*SET PROBLEM:* Starting at the line that contains "# test: point to the brown" and ending with the last line of the records, copy out those lines again, requests included, and shift every coordinate in the answer points up by 134. Leave out the pictures.

-------- DATASET EXTRACT --------

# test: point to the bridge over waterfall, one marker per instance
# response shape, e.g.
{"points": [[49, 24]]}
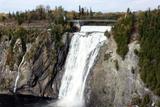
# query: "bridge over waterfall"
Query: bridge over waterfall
{"points": [[78, 23]]}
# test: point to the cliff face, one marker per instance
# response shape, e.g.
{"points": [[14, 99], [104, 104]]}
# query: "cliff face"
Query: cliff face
{"points": [[116, 82], [37, 63]]}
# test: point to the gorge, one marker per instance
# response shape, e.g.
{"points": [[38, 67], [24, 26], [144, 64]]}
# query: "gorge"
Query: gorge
{"points": [[60, 58]]}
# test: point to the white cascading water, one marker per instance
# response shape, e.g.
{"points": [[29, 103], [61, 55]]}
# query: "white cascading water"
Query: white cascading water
{"points": [[84, 48]]}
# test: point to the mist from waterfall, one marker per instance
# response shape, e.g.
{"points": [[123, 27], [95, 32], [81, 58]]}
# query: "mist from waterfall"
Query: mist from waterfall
{"points": [[84, 48]]}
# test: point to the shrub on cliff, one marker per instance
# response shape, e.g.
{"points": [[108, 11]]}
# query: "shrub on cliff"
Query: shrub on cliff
{"points": [[122, 32]]}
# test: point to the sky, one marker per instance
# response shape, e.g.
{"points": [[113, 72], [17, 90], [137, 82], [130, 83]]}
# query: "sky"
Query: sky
{"points": [[96, 5]]}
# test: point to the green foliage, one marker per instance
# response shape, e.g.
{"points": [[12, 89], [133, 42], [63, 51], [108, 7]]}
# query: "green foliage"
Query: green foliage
{"points": [[122, 32], [117, 65], [149, 25], [107, 34]]}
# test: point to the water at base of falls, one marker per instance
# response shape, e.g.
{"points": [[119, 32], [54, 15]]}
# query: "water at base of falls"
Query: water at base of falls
{"points": [[84, 48]]}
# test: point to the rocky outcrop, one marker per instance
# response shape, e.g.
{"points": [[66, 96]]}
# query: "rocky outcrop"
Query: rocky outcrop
{"points": [[37, 62], [116, 82]]}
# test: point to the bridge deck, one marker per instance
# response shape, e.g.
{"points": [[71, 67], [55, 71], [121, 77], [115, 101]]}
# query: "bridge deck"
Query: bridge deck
{"points": [[92, 20]]}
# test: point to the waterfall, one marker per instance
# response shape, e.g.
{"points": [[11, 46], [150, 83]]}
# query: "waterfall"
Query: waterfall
{"points": [[18, 75], [84, 48]]}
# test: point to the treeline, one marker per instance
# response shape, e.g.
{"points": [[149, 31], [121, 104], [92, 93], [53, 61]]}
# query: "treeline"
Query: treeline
{"points": [[149, 29], [46, 13], [122, 32], [147, 24]]}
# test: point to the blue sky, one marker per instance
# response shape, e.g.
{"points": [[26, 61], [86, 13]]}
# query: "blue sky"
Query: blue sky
{"points": [[96, 5]]}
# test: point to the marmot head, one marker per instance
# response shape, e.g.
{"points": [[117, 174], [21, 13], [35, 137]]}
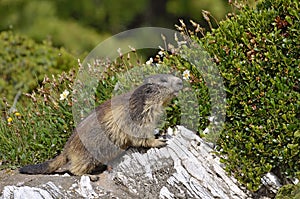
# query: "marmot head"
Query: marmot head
{"points": [[147, 100]]}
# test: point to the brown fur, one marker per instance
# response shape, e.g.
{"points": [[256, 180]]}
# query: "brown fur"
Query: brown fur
{"points": [[123, 121]]}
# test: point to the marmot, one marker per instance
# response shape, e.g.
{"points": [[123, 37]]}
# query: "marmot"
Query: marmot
{"points": [[123, 121]]}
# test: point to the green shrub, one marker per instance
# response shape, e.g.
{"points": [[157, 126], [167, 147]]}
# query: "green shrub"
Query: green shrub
{"points": [[38, 131], [257, 52], [24, 63]]}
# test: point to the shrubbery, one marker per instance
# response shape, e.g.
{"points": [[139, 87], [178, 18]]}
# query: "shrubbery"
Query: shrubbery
{"points": [[24, 63], [257, 52]]}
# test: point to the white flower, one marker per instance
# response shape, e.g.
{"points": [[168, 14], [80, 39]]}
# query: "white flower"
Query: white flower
{"points": [[64, 95], [170, 131], [150, 61], [161, 53], [206, 131], [186, 75]]}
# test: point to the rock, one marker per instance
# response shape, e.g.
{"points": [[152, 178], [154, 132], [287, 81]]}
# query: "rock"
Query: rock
{"points": [[185, 168]]}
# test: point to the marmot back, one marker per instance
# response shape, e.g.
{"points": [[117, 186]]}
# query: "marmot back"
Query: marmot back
{"points": [[123, 121]]}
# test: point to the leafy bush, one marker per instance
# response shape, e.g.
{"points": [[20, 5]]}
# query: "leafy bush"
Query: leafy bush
{"points": [[23, 64], [257, 52], [38, 131]]}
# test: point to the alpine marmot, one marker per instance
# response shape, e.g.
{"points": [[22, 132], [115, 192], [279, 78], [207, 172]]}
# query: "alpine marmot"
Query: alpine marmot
{"points": [[118, 123]]}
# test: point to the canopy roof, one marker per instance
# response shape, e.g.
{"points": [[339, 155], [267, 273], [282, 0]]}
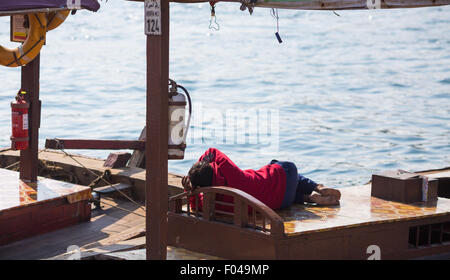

--------

*RESPONSE TO THE TASK:*
# test: point to the brown fur, one marker per instance
# response shape, e.g.
{"points": [[256, 180]]}
# query: "brown fur"
Query: brown fur
{"points": [[257, 255]]}
# test: point to the marmot, one marker per instance
# response shape, e.g.
{"points": [[123, 37]]}
# query: "marmot"
Query: marmot
{"points": [[257, 255]]}
# test: point to the green shrub, one marker per instance
# response shape, e.g.
{"points": [[157, 126], [167, 147]]}
# query: "green shrub"
Query: green shrub
{"points": [[172, 265], [391, 186], [158, 197]]}
# test: point to the shrubbery, one marker per instance
# response shape, e.g.
{"points": [[139, 87], [178, 18]]}
# query: "shrubbery"
Query: shrubbery
{"points": [[158, 197], [391, 186]]}
# test: point to the white flower, one marker per instance
# response shape, e.g.
{"points": [[168, 14], [80, 39]]}
# query: "white flower"
Query: white flower
{"points": [[198, 229], [304, 265], [284, 195], [295, 187], [340, 265], [320, 209]]}
# test: point to the rock, one marker per instance
# response shape, e.g.
{"points": [[152, 178], [154, 132], [287, 81]]}
# query: "rock"
Query: rock
{"points": [[319, 302]]}
# test: point to the marmot back, one marker per instance
# response shape, e.g.
{"points": [[117, 186]]}
# query: "marmot back"
Query: marmot back
{"points": [[257, 255]]}
# test: point to the leafy bush, one marker per instance
# response shape, e.g.
{"points": [[20, 5]]}
# query: "leafy bush"
Query: leafy bush
{"points": [[157, 198], [391, 186], [172, 265]]}
# test: point to the alpine marmot, one marker per instance
# response shape, e.g.
{"points": [[22, 132], [115, 192], [279, 78], [207, 172]]}
# query: "alpine marmot"
Query: alpine marmot
{"points": [[252, 257]]}
# test: point to the canopy roof, one marker per instance
# response shape, e.g.
{"points": [[339, 155], [267, 273], [282, 0]]}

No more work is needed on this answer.